▸ **Objective**:
Every record must appear in your copy exactly as written, with no pictures.

▸ **The input**:
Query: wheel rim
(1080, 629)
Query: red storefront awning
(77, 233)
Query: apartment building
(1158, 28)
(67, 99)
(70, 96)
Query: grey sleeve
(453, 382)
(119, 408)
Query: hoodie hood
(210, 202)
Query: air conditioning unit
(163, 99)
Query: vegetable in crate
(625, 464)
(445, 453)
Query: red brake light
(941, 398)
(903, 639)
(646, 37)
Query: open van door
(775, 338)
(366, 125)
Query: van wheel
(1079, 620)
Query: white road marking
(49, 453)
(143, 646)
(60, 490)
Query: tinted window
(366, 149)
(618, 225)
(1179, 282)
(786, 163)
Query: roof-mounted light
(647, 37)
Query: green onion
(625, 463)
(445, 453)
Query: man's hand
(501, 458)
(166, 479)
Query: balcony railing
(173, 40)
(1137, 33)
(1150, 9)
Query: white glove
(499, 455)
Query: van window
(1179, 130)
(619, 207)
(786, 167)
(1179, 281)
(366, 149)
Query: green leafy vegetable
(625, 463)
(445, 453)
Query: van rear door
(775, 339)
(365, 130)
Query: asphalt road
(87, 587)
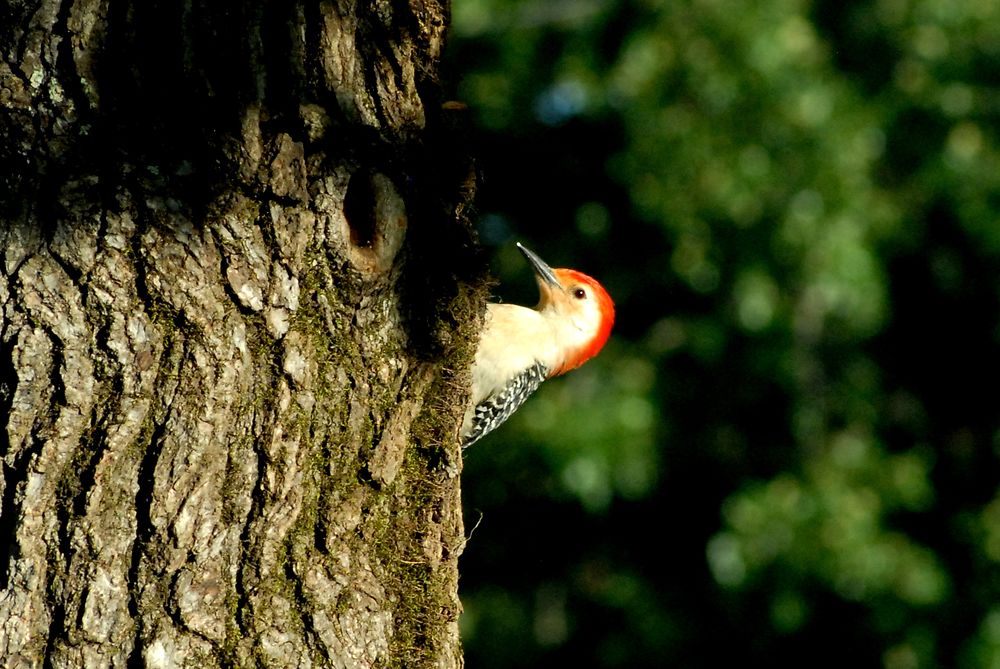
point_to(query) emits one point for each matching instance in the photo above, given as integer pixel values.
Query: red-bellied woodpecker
(521, 347)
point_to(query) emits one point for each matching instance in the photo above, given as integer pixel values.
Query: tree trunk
(238, 297)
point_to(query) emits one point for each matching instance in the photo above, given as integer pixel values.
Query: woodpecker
(521, 347)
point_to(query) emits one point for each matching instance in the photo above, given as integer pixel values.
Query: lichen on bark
(232, 361)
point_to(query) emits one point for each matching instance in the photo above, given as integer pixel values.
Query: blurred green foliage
(789, 453)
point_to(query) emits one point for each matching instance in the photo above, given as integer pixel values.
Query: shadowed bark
(238, 298)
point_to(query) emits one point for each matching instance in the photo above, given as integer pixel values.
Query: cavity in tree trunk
(239, 298)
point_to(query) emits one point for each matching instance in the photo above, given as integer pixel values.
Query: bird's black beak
(542, 269)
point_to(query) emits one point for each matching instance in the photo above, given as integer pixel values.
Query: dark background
(789, 451)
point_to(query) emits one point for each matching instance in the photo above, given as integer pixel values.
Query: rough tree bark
(238, 294)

▸ **Output of the task**:
Query: wheel rim
(1080, 629)
Query: red storefront awning
(77, 233)
Query: apartment building
(1158, 28)
(67, 99)
(70, 96)
Query: grey sleeve
(453, 382)
(119, 408)
Query: hoodie hood
(210, 202)
Query: air conditioning unit
(163, 99)
Query: vegetable in crate
(625, 464)
(445, 453)
Query: red brake light
(941, 398)
(903, 639)
(646, 37)
Query: open van door
(775, 338)
(366, 125)
Query: van wheel
(1079, 620)
Query: white road marking
(49, 453)
(143, 646)
(60, 490)
Query: tinted window
(366, 149)
(618, 225)
(1179, 282)
(786, 163)
Query: roof-mounted light
(647, 37)
Query: green onion
(625, 463)
(445, 453)
Query: man's hand
(501, 458)
(166, 479)
Query: balcony railing
(173, 40)
(1137, 33)
(1150, 9)
Query: white glove
(499, 455)
Query: van window
(1179, 130)
(619, 207)
(786, 167)
(1179, 281)
(366, 149)
Query: green leafy vegetable
(625, 463)
(445, 453)
Query: van rear door
(775, 339)
(365, 130)
Query: asphalt road
(87, 587)
point_to(query) emits one point for each matching instance in the photo above, given as integer pixel values.
Query: red-bellied woodpecker
(521, 347)
point_to(query) emits one point for each matching instance in the photo above, given as integer pixel values.
Query: tree trunk
(238, 297)
point_to(query) emits one point for each matching instance in the photo above, given as integer pixel values.
Query: woodpecker
(521, 347)
point_to(query) emits one point for each matching instance in the photo above, given as integer pixel values.
Query: lichen on bark
(232, 361)
point_to(query) emits one point for each matching instance in the photo above, given as integer pixel values.
Query: blurred green foliage
(789, 453)
point_to(query) emits one point for each matching instance in the photo above, given as integer pixel values.
Query: shadowed bark
(238, 298)
point_to(query) emits one point for each matching instance in the photo above, given as integer pixel values.
Query: cavity in tree trunk
(239, 298)
point_to(query) emits one point for each matching instance in the photo above, given as integer pixel values.
Query: bird's black beak
(542, 269)
point_to(query) emits one point for each matching instance in the photo above, given as integer pixel values.
Query: dark background
(789, 451)
point_to(query) emits one point for each matching instance in the photo above, given as integer pixel values.
Query: rough tree bark
(238, 294)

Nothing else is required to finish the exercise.